# Natural-language object grounding data:
☆ ☆ ☆

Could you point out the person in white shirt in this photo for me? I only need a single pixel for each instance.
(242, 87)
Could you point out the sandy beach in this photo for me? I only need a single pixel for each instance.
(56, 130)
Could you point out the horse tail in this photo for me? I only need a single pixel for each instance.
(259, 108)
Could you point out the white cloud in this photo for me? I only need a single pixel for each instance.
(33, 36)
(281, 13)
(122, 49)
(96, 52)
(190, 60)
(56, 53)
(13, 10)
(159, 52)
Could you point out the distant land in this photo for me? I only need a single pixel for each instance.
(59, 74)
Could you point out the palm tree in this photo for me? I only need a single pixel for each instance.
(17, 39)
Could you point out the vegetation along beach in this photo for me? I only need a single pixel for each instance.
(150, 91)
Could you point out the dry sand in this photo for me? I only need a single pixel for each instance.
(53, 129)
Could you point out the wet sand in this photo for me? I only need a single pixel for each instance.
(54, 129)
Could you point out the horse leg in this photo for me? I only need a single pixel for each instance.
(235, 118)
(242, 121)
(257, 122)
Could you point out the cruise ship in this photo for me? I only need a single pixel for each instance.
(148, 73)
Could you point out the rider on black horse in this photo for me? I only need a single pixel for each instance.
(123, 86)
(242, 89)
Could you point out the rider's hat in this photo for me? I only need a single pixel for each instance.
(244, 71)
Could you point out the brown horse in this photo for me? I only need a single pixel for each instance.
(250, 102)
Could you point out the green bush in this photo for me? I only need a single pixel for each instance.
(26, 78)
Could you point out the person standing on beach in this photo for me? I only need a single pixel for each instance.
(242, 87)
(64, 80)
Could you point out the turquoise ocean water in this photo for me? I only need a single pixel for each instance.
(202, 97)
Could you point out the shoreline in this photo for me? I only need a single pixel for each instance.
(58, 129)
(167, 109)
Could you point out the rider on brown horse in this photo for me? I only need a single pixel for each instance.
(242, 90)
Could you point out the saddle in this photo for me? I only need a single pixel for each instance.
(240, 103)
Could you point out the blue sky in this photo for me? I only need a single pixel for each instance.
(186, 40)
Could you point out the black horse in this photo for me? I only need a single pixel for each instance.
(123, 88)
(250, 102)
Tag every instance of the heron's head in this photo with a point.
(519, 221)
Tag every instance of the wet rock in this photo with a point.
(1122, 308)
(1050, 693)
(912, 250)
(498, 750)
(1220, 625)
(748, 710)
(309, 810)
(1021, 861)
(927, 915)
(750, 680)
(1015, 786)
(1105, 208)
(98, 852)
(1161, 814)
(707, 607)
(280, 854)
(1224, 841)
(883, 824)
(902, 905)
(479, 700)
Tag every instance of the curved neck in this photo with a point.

☆ ☆ ☆

# Task details:
Set down all the data exactly as given.

# Answer space:
Could you point out the person in white shirt in this photo for me? I only need a single pixel for each instance.
(242, 87)
Could you point out the sandy beach in this photo for me? I only need a single pixel for each instance.
(56, 130)
Could you point out the horse tail in this photo for me? I only need a single pixel for each instance.
(259, 108)
Could you point out the white cloud in this photo for me? I only need a single pixel for each instance.
(33, 36)
(281, 13)
(122, 49)
(96, 52)
(190, 60)
(56, 53)
(13, 10)
(159, 52)
Could you point out the distant land in this photo for me? I only need a single pixel for each instance.
(59, 74)
Could you point out the palm tree in this photo for me? I only need a single pixel for each instance.
(17, 39)
Could you point out the vegetation along beach in this photo for me? I only need a single pixel for each instance.
(150, 91)
Could you point out the dry sand in this photo for me? I only need a single pixel for each instance.
(53, 129)
Could you point out the wet sand in this photo for me? I only need a single pixel for each instance.
(54, 129)
Could you point out the horse leg in this photo for me? I only need a single pixel for each instance.
(235, 118)
(242, 121)
(257, 122)
Could you point out the cruise ship in this photo for me? I only need a single pixel for each instance.
(148, 73)
Could you point out the rider on black horse in this photo for me? I only need a single pixel for each instance.
(123, 86)
(242, 89)
Could you point out the rider's hat in this photo for me? I only need a single pixel for each instance.
(244, 71)
Could you point out the brown horse in this photo for me? I only need a single pixel for each instance.
(250, 102)
Could you point out the green bush in this photo for me? I only need a single pixel for each instance.
(26, 78)
Could you point out the person standing on beach in this photo for me? I only need a single pixel for each instance.
(242, 87)
(64, 80)
Could you point out the turquoise ocean water in this photo for me? I only need a single pixel for each instance.
(202, 97)
Could you point out the shoreline in this photo for me? I only need a single pixel for each instance.
(58, 129)
(167, 109)
Could you point out the rider on brown horse in this photo for me? I only need a single pixel for each instance.
(242, 90)
Could you point out the saddle in this photo for me? I only need a single pixel for each instance.
(240, 103)
Could you point out the blue sky in this photo for me? I only need a single pixel for each instance.
(186, 40)
Could you point out the black horse in this photo for me? I only need a single pixel for each instance.
(123, 88)
(250, 102)
Tag every instance of the heron's head in this photo with a point.
(519, 221)
Tag every instance of the wet rock in this photo with a point.
(1122, 308)
(1050, 693)
(912, 250)
(498, 750)
(1220, 625)
(748, 710)
(309, 810)
(1021, 861)
(927, 915)
(750, 680)
(1015, 786)
(1105, 208)
(98, 852)
(1161, 814)
(707, 607)
(280, 854)
(1224, 841)
(883, 824)
(902, 905)
(479, 700)
Tag every instance of the curved neck in this photo with a point.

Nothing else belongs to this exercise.